──────── MATERIAL SUPPLIED

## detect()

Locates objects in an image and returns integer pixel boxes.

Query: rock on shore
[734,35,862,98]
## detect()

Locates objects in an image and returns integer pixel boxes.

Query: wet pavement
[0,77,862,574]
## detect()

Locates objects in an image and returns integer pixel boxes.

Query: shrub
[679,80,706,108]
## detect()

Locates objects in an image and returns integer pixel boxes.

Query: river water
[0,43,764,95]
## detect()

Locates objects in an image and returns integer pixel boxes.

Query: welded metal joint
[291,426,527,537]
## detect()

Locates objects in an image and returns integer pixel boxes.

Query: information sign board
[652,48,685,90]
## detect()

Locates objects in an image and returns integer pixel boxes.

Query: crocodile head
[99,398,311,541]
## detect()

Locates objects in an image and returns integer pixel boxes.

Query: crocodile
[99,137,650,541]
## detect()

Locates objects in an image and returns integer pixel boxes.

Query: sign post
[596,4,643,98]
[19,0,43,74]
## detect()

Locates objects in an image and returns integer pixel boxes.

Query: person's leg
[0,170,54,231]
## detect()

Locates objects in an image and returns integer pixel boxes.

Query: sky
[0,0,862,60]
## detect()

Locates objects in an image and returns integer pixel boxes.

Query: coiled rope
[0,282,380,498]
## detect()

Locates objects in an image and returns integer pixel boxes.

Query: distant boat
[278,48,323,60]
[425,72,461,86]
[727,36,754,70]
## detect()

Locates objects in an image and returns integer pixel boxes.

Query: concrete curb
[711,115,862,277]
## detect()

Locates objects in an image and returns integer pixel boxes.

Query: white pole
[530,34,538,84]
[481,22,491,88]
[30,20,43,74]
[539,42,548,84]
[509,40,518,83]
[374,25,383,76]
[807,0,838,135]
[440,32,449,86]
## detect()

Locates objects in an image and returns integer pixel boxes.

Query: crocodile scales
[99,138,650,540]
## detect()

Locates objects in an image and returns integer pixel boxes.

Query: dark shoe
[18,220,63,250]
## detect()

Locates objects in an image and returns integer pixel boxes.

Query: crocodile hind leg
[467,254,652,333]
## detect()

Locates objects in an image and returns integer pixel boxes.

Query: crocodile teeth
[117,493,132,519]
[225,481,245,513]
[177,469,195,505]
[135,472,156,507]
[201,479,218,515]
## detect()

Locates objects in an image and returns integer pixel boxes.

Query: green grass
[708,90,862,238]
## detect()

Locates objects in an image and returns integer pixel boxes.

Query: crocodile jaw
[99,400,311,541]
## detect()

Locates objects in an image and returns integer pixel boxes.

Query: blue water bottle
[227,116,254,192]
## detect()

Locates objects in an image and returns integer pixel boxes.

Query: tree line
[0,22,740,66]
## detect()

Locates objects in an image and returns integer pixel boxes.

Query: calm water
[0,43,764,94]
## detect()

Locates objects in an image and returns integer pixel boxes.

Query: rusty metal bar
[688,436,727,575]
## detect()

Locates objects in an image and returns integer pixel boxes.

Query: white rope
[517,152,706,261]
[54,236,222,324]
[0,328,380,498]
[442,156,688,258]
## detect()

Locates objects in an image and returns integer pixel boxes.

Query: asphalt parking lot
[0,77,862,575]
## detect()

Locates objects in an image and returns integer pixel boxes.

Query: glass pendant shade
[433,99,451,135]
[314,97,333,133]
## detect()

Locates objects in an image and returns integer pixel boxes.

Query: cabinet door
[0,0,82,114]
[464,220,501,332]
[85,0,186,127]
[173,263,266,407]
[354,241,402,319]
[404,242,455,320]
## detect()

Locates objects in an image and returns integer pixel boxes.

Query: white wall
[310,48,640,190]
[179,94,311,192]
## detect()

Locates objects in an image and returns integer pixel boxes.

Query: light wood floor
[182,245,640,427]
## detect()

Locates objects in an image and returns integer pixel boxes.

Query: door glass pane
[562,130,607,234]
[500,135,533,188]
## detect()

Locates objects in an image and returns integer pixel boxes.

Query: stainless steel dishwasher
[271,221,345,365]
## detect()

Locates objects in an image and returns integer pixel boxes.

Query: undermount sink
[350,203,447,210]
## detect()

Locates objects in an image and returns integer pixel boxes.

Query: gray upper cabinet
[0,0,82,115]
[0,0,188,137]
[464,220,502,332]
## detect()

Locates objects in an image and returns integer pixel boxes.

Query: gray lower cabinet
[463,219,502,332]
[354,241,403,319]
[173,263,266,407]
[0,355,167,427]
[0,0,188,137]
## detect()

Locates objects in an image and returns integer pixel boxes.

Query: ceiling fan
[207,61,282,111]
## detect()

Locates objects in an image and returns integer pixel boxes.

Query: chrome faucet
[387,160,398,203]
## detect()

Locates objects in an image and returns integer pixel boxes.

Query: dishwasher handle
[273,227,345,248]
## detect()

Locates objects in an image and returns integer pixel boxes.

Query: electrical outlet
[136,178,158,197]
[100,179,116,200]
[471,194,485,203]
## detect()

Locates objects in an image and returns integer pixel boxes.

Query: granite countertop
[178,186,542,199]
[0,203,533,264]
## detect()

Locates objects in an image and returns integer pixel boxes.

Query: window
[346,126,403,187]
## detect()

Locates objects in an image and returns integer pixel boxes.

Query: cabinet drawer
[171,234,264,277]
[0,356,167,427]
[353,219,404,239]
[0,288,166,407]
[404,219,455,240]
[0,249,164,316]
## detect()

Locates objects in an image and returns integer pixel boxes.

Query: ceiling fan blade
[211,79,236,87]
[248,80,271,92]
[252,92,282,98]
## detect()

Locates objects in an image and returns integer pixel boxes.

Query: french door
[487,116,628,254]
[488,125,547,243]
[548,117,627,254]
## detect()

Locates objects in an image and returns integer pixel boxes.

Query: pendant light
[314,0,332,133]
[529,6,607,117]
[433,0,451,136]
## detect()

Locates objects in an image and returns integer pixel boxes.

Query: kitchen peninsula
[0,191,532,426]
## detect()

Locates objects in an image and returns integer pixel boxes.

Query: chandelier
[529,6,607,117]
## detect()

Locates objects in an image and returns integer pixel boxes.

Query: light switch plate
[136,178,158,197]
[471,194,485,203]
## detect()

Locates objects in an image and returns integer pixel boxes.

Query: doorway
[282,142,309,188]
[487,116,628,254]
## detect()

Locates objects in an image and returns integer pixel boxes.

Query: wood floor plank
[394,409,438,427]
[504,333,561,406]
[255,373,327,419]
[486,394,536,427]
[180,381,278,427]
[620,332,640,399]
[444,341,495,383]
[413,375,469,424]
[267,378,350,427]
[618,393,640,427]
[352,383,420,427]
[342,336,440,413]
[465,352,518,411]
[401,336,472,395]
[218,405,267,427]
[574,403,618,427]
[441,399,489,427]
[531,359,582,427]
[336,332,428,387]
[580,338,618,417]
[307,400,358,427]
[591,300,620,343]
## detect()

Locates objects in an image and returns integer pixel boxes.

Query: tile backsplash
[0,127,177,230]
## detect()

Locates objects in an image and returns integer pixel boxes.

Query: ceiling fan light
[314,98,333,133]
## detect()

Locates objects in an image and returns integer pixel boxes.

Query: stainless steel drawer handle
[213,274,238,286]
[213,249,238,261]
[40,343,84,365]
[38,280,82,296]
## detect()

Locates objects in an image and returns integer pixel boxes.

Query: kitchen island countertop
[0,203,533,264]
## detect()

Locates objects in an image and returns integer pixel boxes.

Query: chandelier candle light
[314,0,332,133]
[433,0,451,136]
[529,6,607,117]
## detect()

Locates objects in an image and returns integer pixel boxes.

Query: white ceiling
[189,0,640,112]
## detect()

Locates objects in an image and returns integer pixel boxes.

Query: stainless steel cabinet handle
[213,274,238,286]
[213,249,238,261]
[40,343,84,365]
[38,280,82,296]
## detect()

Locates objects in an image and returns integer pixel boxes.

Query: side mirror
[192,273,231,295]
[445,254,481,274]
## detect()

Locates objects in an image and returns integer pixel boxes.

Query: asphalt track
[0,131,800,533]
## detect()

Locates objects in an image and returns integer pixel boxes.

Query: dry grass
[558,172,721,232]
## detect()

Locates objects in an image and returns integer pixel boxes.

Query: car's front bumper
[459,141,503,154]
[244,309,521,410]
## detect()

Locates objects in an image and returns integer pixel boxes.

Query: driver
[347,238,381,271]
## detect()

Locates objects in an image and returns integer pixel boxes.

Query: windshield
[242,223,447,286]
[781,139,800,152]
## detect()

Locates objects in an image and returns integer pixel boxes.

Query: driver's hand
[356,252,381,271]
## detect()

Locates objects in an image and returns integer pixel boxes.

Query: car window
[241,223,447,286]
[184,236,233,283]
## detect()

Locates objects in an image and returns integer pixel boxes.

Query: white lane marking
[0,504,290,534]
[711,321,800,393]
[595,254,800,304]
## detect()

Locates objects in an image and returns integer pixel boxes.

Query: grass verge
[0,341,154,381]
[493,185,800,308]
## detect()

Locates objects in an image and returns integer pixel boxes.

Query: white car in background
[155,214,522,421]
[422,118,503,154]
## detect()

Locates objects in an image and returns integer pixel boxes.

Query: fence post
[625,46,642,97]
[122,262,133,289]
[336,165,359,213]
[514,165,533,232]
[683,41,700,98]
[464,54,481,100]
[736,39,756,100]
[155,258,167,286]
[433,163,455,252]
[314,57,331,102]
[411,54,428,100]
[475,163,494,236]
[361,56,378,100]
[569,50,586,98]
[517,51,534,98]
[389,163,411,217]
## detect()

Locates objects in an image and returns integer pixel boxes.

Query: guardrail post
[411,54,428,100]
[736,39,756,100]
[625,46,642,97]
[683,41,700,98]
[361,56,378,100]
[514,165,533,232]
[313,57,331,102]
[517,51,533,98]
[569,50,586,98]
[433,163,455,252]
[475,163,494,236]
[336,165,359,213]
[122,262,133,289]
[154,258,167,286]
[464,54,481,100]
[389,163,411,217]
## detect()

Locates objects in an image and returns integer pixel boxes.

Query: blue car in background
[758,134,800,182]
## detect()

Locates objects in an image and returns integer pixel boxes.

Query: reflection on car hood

────────────────

### DIRECTION
Reproduce the data above verbatim, starting with its first line and going on through the line that contains "[0,77,862,574]", both included.

### WORKED ANSWER
## detect()

Locates objects in an image and returns integer pixel boxes.

Query: rock on shore
[734,35,862,98]
## detect()

Locates objects in an image and returns integer pixel boxes.

Query: wet pavement
[0,77,862,574]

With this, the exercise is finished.